What you are asked to do
Recast the stretch of the source data from the line that contains "Guideline: for every instance of the man's eye, the" through the line that contains "<point>133,149</point>" as a Markdown table with the columns Row and Line, one row per line and blank lines omitted.

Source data
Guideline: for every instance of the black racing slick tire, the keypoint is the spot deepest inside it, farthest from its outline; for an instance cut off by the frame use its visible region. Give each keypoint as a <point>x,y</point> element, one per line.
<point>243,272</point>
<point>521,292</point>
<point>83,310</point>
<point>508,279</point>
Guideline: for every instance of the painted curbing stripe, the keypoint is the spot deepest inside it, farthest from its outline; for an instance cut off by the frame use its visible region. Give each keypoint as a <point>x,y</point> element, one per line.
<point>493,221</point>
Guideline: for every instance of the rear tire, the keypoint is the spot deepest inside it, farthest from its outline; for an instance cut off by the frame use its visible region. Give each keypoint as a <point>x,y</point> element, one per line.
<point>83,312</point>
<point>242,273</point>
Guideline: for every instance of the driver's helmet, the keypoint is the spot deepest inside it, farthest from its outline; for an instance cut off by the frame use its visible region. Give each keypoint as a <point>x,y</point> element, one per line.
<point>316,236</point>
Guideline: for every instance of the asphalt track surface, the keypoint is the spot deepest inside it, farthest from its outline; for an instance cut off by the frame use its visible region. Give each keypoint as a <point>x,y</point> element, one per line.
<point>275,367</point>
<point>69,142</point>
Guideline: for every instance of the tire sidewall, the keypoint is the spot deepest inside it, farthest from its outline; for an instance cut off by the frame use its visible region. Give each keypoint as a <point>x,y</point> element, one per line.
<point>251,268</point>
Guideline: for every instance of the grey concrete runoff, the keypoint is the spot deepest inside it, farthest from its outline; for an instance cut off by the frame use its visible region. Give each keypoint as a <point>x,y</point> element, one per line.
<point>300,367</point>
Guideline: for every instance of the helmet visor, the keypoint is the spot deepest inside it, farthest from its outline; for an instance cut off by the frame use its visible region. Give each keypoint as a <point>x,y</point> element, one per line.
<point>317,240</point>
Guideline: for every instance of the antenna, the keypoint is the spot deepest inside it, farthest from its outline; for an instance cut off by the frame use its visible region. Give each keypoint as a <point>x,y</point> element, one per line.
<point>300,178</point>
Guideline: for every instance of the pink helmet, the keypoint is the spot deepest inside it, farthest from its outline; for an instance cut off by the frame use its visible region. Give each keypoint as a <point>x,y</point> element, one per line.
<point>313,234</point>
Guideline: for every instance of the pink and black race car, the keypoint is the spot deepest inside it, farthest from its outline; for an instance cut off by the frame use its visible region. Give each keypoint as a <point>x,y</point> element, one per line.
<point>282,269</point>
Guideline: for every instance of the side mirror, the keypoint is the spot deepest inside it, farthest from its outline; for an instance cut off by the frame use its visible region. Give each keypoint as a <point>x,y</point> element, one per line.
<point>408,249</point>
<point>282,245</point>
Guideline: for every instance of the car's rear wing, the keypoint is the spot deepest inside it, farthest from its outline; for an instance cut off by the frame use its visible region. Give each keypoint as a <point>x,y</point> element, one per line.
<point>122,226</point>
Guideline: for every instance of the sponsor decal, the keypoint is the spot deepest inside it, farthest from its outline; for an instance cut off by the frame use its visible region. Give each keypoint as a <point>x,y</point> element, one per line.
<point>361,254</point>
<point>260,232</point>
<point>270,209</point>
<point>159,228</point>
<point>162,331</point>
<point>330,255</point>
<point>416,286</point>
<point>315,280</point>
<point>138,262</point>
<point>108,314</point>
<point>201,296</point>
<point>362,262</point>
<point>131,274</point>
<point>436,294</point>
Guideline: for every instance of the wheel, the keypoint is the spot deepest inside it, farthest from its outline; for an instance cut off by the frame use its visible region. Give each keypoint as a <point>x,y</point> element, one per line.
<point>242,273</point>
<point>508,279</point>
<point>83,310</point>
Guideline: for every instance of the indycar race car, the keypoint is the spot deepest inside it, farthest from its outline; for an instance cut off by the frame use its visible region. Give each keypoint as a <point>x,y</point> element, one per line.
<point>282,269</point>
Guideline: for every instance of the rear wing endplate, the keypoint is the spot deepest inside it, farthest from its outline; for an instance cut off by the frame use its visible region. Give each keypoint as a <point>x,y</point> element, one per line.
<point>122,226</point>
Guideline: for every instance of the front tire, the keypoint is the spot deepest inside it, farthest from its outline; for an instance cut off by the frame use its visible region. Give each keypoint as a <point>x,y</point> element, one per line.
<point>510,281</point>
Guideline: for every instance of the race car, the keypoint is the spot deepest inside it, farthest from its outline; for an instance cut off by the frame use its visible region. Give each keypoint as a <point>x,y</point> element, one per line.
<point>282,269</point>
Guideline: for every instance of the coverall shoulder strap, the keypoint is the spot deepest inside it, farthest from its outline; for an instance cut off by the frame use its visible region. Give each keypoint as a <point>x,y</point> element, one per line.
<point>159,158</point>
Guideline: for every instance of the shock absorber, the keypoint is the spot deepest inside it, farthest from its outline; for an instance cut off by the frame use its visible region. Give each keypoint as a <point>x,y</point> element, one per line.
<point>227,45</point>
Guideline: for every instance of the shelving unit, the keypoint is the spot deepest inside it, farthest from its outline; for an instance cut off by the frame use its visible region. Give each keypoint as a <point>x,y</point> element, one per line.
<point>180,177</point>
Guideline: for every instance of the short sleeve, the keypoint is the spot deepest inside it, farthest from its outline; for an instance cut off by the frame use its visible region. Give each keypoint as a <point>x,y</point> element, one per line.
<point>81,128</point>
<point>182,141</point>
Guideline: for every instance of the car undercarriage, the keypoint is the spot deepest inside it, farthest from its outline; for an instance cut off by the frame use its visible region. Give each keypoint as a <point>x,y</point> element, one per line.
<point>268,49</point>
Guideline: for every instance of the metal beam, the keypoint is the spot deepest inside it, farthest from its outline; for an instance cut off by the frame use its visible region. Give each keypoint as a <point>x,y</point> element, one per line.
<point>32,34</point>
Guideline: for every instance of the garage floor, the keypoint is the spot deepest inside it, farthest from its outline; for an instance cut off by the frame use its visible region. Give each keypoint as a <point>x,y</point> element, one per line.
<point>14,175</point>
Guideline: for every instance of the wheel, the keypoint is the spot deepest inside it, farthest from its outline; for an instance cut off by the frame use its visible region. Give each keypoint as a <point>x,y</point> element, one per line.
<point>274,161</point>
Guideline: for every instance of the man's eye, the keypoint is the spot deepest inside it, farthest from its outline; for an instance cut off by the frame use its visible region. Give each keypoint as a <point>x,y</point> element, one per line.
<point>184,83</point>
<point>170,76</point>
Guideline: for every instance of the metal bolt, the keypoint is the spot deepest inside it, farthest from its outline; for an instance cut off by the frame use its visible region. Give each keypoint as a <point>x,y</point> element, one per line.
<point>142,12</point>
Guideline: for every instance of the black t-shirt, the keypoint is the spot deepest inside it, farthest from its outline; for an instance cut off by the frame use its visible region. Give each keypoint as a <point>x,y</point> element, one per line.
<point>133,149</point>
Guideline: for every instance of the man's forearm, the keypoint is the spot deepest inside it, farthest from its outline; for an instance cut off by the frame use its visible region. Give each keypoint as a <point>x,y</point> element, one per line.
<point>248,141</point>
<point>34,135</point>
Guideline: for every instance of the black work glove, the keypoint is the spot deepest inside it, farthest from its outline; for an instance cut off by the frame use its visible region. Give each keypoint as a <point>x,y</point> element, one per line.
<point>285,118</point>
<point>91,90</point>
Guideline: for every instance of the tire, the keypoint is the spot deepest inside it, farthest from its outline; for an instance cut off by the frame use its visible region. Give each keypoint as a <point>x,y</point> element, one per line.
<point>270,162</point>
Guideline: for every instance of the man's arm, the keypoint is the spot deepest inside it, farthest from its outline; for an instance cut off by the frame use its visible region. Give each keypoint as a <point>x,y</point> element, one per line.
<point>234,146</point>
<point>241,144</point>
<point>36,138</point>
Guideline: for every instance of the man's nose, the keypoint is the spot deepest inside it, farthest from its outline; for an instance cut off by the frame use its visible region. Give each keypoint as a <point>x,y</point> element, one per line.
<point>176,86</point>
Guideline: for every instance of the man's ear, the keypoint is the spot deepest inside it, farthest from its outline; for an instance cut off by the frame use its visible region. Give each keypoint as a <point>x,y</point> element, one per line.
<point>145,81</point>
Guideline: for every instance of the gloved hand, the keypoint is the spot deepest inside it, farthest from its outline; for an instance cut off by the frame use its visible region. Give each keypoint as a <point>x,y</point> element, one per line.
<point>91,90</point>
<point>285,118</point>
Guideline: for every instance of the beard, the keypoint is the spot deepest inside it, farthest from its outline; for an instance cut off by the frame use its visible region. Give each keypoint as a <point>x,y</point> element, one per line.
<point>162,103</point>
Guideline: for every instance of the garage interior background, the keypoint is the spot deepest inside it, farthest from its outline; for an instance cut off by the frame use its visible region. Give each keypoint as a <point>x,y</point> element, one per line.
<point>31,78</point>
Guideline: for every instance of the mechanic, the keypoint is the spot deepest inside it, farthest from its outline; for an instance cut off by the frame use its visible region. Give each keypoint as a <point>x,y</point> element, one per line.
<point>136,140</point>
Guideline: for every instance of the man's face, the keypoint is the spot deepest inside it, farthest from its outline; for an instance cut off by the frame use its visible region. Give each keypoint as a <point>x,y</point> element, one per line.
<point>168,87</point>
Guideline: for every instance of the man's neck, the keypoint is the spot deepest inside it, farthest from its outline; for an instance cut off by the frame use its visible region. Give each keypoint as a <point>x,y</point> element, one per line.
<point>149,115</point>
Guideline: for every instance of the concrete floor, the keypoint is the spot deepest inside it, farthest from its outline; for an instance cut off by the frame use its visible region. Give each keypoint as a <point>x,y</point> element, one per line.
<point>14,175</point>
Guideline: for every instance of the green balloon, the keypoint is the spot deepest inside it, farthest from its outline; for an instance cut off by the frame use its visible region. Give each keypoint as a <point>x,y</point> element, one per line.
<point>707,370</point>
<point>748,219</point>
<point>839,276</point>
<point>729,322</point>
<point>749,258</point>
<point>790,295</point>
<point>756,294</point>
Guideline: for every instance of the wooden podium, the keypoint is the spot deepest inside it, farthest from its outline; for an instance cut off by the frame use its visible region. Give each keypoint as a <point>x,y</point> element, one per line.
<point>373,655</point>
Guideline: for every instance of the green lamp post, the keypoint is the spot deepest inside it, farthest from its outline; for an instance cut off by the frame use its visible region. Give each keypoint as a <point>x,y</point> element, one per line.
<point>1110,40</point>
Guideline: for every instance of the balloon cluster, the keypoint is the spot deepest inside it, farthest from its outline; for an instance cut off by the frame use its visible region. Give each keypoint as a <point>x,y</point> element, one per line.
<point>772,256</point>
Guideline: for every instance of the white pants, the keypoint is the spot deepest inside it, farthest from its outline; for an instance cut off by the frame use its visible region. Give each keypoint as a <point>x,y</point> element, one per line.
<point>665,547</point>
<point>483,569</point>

Answer to the task
| Row | Line |
|---|---|
| 1 | Guideline: for every instance of the man's eye, the keypoint is the spot deepest inside it, farthest from its outline; for an instance cut off by the frame use its visible region. Give each keypoint as a <point>x,y</point> element, one per line. |
| 2 | <point>184,83</point> |
| 3 | <point>170,76</point> |
| 4 | Guideline: for every instance of the metal bolt, the keypoint is the spot deepest inside it, farthest from its outline; for an instance cut off by the frame use its visible region. Give each keypoint as a <point>x,y</point> element, one per line. |
| 5 | <point>142,12</point> |
| 6 | Guideline: for every instance of the black t-shirt, the keypoint is the spot deepest inside it, farthest from its outline; for an instance cut off by the frame use its visible region. Give each keypoint as a <point>x,y</point> element, one per line. |
| 7 | <point>133,149</point> |